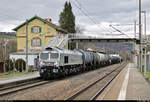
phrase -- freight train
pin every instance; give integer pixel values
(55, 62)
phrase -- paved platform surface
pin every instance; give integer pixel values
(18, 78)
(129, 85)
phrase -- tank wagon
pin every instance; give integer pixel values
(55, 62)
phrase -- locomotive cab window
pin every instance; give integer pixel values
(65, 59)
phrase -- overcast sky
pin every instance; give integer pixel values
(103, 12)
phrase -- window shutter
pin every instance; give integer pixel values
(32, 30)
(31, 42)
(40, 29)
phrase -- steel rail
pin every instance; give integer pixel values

**TASK:** Copy out every line of the records above without changing a word, and leave out the pictures.

**SOLUTION FOR THIS PROBLEM:**
phrase -- freight train
pin every instance; give integer pixel values
(55, 62)
phrase -- paved platform surface
pin every instance; give integer pixel values
(18, 78)
(129, 85)
phrase -- tank wagon
pin every instance; give integer pixel values
(55, 62)
phrase -- locomotive cab window
pin every instance; give integer pixel values
(65, 59)
phrase -- overcast sky
pin every instance; give integer pixel values
(103, 12)
phrase -- window shutter
pin every instance; give integer pixel values
(32, 30)
(31, 42)
(40, 29)
phrase -- steel rail
pin every instance; give integer pixel values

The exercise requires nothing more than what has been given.